Image-backed grounding data:
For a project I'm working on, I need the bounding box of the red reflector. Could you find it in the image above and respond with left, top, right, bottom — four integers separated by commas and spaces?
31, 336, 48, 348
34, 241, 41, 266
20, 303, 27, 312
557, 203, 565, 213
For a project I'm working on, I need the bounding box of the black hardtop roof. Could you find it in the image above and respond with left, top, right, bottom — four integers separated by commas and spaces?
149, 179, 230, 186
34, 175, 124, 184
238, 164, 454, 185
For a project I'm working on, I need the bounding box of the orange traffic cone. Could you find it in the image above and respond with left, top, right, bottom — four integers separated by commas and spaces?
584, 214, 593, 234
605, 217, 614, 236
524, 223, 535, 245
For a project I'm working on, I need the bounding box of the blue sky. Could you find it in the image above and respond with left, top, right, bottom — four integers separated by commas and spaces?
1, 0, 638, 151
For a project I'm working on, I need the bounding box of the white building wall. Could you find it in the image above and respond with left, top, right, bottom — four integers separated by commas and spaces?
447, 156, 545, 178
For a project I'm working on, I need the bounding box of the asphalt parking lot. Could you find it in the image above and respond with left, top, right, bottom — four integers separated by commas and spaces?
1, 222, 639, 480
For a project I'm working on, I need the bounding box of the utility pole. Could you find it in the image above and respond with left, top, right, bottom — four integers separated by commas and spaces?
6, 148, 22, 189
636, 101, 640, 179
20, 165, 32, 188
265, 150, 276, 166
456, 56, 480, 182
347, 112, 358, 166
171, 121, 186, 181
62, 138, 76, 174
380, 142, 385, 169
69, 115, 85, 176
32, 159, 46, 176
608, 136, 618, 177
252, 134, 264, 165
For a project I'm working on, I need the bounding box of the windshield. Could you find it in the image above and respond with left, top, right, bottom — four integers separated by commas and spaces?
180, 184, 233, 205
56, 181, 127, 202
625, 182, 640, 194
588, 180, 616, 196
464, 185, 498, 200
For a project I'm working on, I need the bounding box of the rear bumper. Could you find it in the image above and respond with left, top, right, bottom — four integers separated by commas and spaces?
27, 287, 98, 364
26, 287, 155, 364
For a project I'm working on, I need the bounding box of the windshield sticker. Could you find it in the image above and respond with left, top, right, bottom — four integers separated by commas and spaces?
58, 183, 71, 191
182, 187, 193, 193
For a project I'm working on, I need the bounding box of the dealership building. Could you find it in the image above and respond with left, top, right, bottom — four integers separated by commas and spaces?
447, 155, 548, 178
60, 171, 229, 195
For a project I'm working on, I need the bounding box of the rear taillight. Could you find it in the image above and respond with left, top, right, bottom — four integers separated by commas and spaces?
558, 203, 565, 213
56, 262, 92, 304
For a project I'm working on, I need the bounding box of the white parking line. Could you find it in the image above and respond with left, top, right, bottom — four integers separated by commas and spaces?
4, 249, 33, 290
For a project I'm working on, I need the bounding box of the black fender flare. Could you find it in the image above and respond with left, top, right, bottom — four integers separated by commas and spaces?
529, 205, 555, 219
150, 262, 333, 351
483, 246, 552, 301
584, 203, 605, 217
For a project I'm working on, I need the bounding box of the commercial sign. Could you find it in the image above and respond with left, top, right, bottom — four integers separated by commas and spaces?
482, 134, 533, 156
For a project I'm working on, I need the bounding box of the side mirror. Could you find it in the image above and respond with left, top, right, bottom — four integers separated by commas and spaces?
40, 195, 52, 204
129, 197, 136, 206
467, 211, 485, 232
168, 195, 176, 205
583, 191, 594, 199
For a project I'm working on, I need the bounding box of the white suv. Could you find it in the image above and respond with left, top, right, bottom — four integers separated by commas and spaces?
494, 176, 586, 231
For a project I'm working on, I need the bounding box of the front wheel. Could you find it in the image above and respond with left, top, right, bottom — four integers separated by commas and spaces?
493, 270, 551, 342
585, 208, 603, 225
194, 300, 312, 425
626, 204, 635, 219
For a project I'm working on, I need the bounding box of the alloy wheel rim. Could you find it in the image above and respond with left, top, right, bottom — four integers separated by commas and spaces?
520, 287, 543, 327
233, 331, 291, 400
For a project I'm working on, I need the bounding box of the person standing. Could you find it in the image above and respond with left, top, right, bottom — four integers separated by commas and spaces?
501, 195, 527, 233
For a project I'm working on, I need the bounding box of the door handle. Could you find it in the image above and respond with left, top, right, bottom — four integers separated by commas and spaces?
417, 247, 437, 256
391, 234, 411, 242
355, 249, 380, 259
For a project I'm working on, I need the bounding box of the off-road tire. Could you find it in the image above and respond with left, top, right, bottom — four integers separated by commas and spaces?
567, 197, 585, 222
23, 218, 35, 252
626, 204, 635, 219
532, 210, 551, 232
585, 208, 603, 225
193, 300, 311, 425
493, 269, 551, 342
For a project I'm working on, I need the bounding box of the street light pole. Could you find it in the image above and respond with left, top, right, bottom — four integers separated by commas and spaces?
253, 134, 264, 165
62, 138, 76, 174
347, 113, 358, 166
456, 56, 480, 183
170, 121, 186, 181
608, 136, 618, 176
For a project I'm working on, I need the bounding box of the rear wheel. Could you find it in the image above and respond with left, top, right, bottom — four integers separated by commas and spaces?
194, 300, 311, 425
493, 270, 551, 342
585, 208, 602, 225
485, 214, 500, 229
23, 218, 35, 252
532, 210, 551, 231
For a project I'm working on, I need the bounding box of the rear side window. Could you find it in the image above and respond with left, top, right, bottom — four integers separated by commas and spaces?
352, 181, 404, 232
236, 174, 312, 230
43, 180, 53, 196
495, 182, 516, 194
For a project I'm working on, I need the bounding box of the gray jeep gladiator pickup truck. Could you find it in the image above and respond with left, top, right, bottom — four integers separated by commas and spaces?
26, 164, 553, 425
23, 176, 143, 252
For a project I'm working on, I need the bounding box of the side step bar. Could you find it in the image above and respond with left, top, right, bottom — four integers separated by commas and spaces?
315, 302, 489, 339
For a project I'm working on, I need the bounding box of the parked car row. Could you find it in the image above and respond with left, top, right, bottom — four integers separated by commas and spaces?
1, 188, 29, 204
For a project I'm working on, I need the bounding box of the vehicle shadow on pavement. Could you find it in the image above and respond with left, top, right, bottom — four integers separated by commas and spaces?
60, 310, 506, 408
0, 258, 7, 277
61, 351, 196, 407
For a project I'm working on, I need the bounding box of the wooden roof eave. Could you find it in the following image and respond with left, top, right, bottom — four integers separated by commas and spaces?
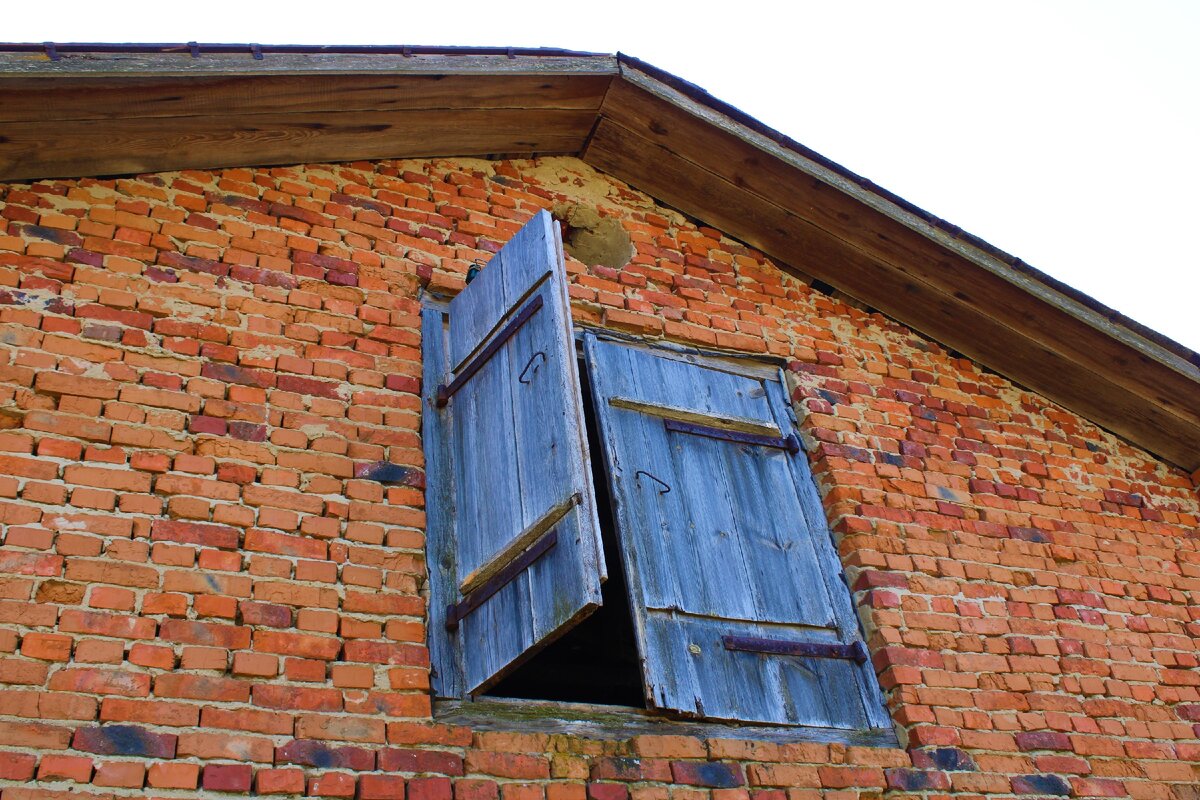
0, 47, 1196, 471
589, 60, 1200, 472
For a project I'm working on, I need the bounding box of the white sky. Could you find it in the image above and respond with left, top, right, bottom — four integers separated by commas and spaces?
7, 0, 1199, 352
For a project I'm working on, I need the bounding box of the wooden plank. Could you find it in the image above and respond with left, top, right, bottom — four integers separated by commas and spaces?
584, 119, 1200, 469
458, 494, 579, 596
0, 108, 596, 182
0, 52, 618, 77
594, 81, 1200, 467
663, 418, 799, 453
438, 295, 544, 406
713, 429, 836, 626
0, 73, 614, 122
436, 697, 898, 747
724, 636, 868, 664
448, 531, 559, 630
421, 305, 462, 700
585, 335, 702, 711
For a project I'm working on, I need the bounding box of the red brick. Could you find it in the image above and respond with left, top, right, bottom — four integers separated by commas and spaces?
276, 739, 375, 771
361, 774, 409, 800
93, 760, 147, 788
380, 748, 464, 776
150, 518, 240, 549
72, 724, 178, 758
257, 767, 307, 794
37, 753, 94, 782
148, 761, 201, 789
309, 771, 358, 797
154, 673, 249, 703
0, 752, 36, 780
48, 667, 151, 697
204, 762, 254, 793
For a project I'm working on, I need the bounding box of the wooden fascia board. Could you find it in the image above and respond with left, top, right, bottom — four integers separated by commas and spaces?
0, 53, 619, 181
0, 51, 620, 77
594, 65, 1200, 471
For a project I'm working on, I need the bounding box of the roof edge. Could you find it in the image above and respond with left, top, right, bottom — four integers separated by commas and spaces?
616, 54, 1200, 377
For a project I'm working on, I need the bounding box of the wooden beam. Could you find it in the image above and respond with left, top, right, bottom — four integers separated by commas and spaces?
0, 52, 617, 77
583, 118, 1200, 469
0, 73, 614, 123
0, 108, 598, 182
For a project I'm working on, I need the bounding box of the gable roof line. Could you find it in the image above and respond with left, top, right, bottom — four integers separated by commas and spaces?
0, 44, 1196, 469
615, 56, 1200, 381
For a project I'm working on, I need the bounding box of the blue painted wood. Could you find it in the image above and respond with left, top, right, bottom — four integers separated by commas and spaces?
587, 336, 887, 729
421, 306, 461, 700
442, 211, 605, 694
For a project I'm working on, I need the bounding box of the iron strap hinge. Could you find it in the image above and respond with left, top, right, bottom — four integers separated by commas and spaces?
445, 530, 558, 631
664, 418, 801, 454
435, 294, 545, 407
722, 634, 869, 664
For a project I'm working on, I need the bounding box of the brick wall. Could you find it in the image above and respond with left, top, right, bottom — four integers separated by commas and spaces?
0, 156, 1197, 798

To do ->
Every line from the one containing "of the iron" through the last line of the entries must be written out verbatim, and no other line.

Response area ->
For a project I'm working on, I need the bounding box of the iron strap hinge. Could you find it in the image above and respond with left, top, right, bottom — four integers separated by commas and spaces?
445, 530, 558, 631
664, 418, 801, 454
435, 294, 545, 407
722, 634, 869, 664
For a project I'm working on, I need the bounding box of the brick wall. Could you find it in the image above and respond with left, top, right, bottom — four integers separated by commas and spaces?
0, 156, 1197, 798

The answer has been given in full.